* [Exercise task 1]: Sum up the catalyst claims in two sentences.
* [Exercise task 2]: Give again the part of the catalyst claims starting with "4. A catalyst according to claim 1, wherein" and going on through "defining the at least one passage.", word for word.
* [Exercise task 3]: According to the catalyst claims, in what direction does the at least one fin extend?

2. A catalyst according to claim 1, wherein the cross sectional area of the or each passage is greater towards a downstream end relative to an upstream end.

3. A catalyst according to claim 1, wherein the at least one passage comprises two or more passages wherein at least one passage has an inlet and all passages have at least one outlet.

4. A catalyst according to claim 1, wherein at least one passage is a tube.

5. A catalyst according to claim 4, wherein the tube is frustoconical.

6. A catalyst according to claim 1 further comprising at least one baffle for further defining the at least one passage.

7. A catalyst according to claim 6, wherein the at least one baffle is a narrowing or constriction of the at least one passage.

8. A catalyst according to claim 7, wherein the narrowing or constriction of the at least one passage is a venturi tube.

9. A catalyst according to claim 6, wherein the at least one baffle forms a dead-end in the passage.

10. A catalyst according to claim 1, wherein the or each outlet is positioned so that a fluid can exit the at least one passage in a direction other than that in which it enters the at least one passage.

11. A catalyst according to claim 1, wherein the substrate further comprises means for supporting a catalyst in the flow path of a fluid exiting the at least one outlet.

12. A catalyst according to claim 11, wherein the support means comprises an internal surface of a sleeve disposed around the wall.

13. A catalyst according to claim 11, wherein the support means further comprises at least one substantially lateral projection extending into a space on an exterior surface of the wall.

14. A catalyst according to claim 13, wherein the at least one projection is supported by the wall.

15. A catalyst according to claim 11, wherein the support means comprises at least one fin.

16. A catalyst according to claim 15, wherein the at least one fin extends in a helix in the longitudinal direction relative to the at least one passage.

17. A catalyst according to claim 1, wherein the at least one passage is substantially circular in cross-section.

18. A catalyst according to claim 1, wherein the substrate is made, at least in part, from a metal.

19. A catalyst according to claim 1, wherein the catalyst composition is a three-way catalyst composition.

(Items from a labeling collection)
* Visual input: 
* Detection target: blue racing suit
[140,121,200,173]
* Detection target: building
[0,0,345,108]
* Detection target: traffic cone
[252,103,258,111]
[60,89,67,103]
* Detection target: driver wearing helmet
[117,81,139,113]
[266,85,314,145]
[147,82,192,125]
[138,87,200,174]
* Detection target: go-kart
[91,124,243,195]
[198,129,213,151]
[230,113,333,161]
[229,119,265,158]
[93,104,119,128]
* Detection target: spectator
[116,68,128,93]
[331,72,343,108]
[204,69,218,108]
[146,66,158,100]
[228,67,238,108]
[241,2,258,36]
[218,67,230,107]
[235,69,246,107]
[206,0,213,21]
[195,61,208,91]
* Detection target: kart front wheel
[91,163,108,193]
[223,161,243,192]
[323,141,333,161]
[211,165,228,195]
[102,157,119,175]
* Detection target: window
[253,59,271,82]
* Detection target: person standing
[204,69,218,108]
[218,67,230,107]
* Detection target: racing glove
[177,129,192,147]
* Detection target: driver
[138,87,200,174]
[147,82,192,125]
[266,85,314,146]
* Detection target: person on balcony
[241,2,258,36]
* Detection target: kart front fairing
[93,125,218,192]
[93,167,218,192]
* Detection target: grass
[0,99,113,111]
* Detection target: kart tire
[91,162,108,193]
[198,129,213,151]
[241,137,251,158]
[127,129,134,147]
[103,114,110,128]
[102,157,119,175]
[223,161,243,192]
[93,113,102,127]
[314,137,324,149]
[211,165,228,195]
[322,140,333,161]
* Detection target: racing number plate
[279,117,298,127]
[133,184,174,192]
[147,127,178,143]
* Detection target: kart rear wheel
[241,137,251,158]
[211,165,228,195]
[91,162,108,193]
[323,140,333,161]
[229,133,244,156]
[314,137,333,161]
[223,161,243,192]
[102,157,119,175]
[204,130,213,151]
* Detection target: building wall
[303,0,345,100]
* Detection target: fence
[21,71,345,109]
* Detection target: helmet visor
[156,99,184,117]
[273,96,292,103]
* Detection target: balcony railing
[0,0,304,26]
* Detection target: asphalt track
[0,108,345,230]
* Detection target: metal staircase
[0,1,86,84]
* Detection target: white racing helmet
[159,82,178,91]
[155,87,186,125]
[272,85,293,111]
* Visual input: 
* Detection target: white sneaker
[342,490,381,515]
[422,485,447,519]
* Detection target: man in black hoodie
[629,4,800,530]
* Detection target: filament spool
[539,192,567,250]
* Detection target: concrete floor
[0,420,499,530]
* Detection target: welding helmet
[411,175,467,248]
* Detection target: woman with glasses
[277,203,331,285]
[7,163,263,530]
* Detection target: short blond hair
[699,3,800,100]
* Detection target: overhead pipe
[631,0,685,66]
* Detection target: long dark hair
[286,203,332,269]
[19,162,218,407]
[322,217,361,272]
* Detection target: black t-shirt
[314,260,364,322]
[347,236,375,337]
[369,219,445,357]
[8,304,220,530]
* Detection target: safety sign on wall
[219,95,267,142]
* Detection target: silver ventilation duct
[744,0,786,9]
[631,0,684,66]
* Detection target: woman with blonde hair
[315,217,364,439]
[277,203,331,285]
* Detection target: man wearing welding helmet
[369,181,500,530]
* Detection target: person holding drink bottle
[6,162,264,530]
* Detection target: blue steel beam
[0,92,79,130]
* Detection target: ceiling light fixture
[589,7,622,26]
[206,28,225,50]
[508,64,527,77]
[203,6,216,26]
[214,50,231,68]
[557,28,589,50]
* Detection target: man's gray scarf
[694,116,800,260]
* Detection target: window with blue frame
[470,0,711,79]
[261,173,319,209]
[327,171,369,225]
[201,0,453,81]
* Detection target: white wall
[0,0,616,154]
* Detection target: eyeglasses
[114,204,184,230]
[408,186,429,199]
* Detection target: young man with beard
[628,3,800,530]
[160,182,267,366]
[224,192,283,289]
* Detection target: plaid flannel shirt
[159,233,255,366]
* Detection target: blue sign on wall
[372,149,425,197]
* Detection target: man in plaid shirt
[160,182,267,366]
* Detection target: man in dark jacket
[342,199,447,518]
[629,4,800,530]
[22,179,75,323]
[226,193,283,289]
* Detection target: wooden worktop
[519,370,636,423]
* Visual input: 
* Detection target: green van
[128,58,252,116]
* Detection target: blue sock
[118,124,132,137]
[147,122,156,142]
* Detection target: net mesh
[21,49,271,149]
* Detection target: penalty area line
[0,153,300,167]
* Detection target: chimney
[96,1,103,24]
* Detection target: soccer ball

* [Finished answer 1]: The catalyst claims describe a catalyst whose passages may be larger in cross section toward the downstream end, may be tubes, and may be further defined by baffles such as a narrowing, a venturi tube, or a dead-end. They also cover a substrate with means for supporting a catalyst in the flow path of fluid leaving an outlet, such as a sleeve, lateral projections, or a helical fin, as well as a substrate made at least partly of metal and a three-way catalyst composition.

* [Finished answer 2]:
4. A catalyst according to claim 1, wherein at least one passage is a tube.

5. A catalyst according to claim 4, wherein the tube is frustoconical.

6. A catalyst according to claim 1 further comprising at least one baffle for further defining the at least one passage.

* [Finished answer 3]: It extends in a helix in the longitudinal direction relative to the at least one passage.